Attorneys who represent AAA and other insurers are arguing that the recent case of Bonkowski v. Allstate represents progress in their attempt to reduce the hourly rate that their insurers pay for in-home family attendant care.  We discussed Bonkowski previously on this site, and noted that it was a very unequivocal rejection of Allstate's claims; the Court of Appeals upheld all major aspects of a jury's decision that Allstate had signficantly underpaid Bonkowski's father for care he provided to his catastrophically injured son.  AAA's attorneys are lifting one (admittedly non-binding or "dicta") statement from the Court's opinion to suggest that it was a rejection of market-level payment for attendant care.

The Court's opinion, in the process of ruling in favor of the victim and his father in Bonkowski, had questioned whether the 1983 Supreme Court case entitled Manley v. DAIIE was really good law.  Of course, the Bonkowski Court of Appeals panel would not have the power or the right to "overturn" a prior Supreme Court case, in any event.  Manley had held that in the process of valuing attendant care, the jury could consider what third-party agencies would charge.  Insurers despise that process because home health agencies charge substantially more than they pay their (usually non-professional) attendants, and we all know that medical expenses rise faster than the cost of living.
---
ASSIGNMENT |
In the passage on attendant-care rates, what did the 1983 case Manley v. DAIIE hold?

RECORD EXCERPTS |
---
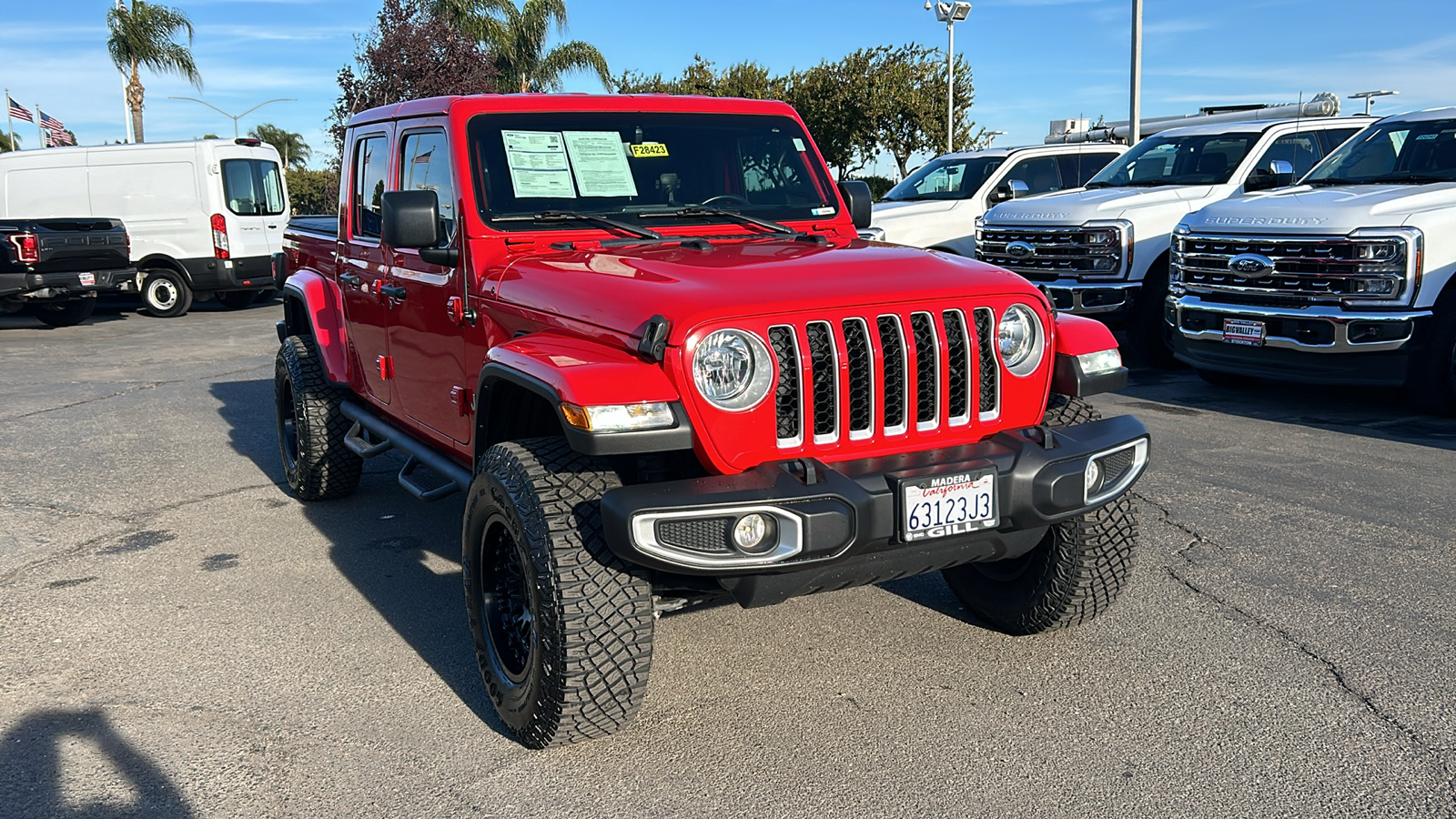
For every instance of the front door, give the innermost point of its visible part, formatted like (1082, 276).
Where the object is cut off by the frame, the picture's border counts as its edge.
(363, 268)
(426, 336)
---
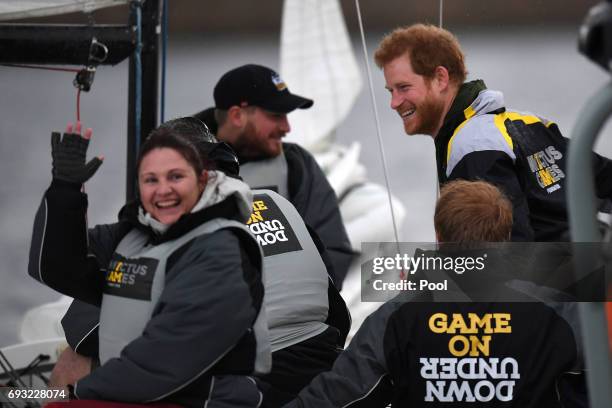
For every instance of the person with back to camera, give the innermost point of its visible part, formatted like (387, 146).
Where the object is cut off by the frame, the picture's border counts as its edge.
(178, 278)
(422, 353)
---
TASK ANSWER |
It held that, in valuing attendant care, the jury could consider what third-party agencies would charge.